◆ **ASSIGNMENT**:
Some of the lines below need repeating. Reproduce exactly those between the lines holding "Target: wooden privacy fence" and "Where can the green leaves", inclusive.

◆ **INFORMATION**:

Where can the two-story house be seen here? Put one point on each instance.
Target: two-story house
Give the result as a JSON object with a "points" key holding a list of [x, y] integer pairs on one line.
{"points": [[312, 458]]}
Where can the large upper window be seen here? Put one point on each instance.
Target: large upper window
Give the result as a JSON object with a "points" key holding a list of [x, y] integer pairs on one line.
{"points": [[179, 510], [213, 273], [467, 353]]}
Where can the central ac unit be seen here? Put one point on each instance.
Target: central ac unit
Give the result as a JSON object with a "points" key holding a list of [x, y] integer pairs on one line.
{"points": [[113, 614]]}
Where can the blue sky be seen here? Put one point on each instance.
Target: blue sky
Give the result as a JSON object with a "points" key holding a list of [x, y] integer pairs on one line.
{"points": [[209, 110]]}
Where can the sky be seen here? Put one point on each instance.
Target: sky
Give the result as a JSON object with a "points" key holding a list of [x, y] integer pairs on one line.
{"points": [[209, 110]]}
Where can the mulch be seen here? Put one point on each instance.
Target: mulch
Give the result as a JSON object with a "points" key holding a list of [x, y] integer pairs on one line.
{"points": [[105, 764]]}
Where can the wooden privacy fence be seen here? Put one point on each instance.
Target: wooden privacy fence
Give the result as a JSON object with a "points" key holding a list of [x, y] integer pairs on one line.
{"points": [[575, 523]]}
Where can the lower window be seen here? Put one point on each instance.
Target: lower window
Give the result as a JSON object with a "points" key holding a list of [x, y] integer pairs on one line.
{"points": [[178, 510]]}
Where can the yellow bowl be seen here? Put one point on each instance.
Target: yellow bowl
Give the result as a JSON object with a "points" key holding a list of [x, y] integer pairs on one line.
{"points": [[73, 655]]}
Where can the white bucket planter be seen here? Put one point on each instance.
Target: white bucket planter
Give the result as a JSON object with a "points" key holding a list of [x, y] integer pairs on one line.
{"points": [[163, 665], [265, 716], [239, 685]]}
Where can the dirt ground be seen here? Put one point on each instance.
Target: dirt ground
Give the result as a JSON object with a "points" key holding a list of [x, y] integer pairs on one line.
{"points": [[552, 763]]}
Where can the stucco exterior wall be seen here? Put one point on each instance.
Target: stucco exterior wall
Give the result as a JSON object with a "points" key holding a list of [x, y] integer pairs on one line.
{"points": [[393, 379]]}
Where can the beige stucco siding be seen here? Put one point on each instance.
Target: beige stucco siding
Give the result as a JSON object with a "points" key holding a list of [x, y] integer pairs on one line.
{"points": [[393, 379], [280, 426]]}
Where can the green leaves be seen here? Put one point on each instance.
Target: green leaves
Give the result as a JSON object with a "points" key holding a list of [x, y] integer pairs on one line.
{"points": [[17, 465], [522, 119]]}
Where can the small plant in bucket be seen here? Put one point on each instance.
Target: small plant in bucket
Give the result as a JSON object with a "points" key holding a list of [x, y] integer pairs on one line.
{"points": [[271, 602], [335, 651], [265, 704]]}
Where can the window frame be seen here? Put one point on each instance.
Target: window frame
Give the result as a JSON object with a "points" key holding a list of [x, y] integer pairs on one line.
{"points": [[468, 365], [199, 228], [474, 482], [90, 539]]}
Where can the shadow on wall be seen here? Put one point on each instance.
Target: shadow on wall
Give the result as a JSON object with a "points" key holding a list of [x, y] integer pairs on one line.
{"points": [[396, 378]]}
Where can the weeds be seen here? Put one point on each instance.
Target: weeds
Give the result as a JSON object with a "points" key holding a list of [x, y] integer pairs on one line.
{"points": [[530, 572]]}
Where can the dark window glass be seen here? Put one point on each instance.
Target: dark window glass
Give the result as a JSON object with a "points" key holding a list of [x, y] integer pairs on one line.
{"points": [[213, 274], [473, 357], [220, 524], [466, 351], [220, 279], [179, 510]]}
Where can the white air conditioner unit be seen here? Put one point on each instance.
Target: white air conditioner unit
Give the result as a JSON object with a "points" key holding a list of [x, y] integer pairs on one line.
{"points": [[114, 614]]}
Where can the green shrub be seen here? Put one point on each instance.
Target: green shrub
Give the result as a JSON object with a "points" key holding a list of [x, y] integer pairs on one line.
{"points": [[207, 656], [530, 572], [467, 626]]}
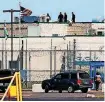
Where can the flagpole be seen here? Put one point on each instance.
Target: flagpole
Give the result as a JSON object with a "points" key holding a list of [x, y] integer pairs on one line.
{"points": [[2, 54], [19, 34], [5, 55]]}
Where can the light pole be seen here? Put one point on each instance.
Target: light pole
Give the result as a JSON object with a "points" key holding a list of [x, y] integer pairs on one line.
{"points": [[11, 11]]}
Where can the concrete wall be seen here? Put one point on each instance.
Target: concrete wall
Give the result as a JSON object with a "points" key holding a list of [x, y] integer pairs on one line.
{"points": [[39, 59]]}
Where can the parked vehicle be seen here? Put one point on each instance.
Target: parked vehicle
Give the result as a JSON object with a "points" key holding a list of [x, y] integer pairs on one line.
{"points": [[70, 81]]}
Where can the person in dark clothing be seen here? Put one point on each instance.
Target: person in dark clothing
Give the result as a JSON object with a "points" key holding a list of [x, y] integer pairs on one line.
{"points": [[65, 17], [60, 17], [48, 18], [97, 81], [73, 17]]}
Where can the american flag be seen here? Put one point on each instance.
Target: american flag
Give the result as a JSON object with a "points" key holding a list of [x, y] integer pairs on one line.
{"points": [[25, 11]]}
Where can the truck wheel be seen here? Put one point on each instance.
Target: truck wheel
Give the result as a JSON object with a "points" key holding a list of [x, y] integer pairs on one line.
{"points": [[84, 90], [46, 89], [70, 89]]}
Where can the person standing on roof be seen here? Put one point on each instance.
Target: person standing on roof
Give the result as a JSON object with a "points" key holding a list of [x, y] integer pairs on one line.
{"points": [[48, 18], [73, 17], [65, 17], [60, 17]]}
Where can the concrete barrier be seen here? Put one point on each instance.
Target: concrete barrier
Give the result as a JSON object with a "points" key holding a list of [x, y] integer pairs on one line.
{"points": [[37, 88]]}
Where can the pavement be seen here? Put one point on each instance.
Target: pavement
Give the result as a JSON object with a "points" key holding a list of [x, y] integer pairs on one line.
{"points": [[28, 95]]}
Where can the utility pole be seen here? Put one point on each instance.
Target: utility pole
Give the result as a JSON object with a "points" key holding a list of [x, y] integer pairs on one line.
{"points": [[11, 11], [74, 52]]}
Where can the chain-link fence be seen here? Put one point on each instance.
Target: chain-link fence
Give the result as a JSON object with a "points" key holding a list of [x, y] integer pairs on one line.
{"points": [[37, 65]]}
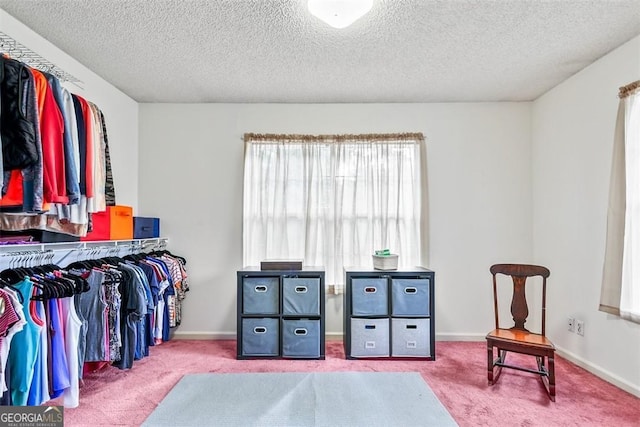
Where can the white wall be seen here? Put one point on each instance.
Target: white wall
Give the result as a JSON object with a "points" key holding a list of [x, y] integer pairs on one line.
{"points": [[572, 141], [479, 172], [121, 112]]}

◆ **ANSWER TO THE EXERCISE**:
Target: wooden privacy fence
Give the result as a JSON object with a "points" key holding a list of [x, y] integer pairs on one line.
{"points": [[575, 523]]}
Where can the lower window be seen here? Put one point on each instance.
Target: lower window
Give the result as a JSON object with a "points" key holding a list of [x, y] integer pairs on one line.
{"points": [[178, 510]]}
Where can the yellow bowl be seen here? Put one point on each instance.
Target: yellow bowl
Give the result as a JSON object with a "points" key holding a list of [x, y] integer pairs on one line.
{"points": [[73, 655]]}
Where can the white bucket planter be seen here? Put one point on each instance.
Target: white bucket planter
Give the result as a JSON object with a "points" key holding a list of [x, y] integer pairs on one line.
{"points": [[163, 665], [265, 716], [239, 685]]}
Where can the dirt ground be seen here? Put one point on each instance.
Target: dirt ground
Give the result as a JSON object with a "points" key holding a list of [x, y] integer pairs on one line.
{"points": [[552, 763]]}
Where can the stucco exterior wall be seen here? Put one point on each instance.
Target: stucco exterior wall
Give the result as a JSON object with a "points" key holding a list of [x, y] integer pairs on one line.
{"points": [[393, 379]]}
Where can the beige stucco siding be seen here? Put one point on each instance.
Target: beige stucco siding
Give the result as a JSON object with a "points" key holding a list of [x, y] integer pairs on one line.
{"points": [[393, 379], [280, 426]]}
Where can the green leaves be seen here? Put one point on each instance.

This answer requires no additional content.